-- What to produce --
Copy the items from the line with "Target: glossy green leaf" through the end of the items, swapping "slender" for "thin" and leaving everything else unchanged.

-- Material supplied --
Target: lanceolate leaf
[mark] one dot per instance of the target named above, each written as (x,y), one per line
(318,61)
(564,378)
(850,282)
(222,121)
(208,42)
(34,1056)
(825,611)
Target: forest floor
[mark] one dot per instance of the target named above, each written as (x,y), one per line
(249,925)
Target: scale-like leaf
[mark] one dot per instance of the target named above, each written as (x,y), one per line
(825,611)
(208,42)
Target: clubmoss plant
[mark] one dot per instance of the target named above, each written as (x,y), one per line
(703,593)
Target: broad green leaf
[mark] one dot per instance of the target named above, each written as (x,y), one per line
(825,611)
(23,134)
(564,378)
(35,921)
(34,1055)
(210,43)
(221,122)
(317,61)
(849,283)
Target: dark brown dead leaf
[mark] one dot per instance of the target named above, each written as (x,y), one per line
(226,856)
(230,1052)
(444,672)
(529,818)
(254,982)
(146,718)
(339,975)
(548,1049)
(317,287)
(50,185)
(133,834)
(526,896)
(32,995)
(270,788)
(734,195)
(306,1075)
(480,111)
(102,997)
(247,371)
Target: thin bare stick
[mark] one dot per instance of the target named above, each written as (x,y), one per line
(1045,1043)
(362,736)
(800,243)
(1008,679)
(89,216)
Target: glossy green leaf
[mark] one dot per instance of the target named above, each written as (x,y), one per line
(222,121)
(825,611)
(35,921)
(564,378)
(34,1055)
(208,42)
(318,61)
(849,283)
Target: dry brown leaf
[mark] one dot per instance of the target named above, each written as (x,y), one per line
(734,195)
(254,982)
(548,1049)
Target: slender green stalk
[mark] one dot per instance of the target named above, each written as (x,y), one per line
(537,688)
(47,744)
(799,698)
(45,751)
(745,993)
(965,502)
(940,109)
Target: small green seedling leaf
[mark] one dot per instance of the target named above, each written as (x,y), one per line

-- Response to the exercise --
Target: glossy green leaf
[mark] one dot per instance of the target named above, each written as (x,y), one per line
(222,121)
(825,611)
(35,921)
(564,378)
(34,1055)
(208,42)
(318,61)
(849,283)
Target: dry brown leaf
[mark] one dot per instance of the target named above, each written as (x,y), one per line
(734,195)
(254,982)
(548,1049)
Target: thin green stalk
[mark] one dot per instance of the target named above, each written as (x,y), one per line
(537,688)
(47,744)
(799,698)
(45,751)
(745,993)
(965,502)
(940,109)
Target: small green seedling leaf
[mark] one dot per instance of the target named above, each written as (x,y), one per line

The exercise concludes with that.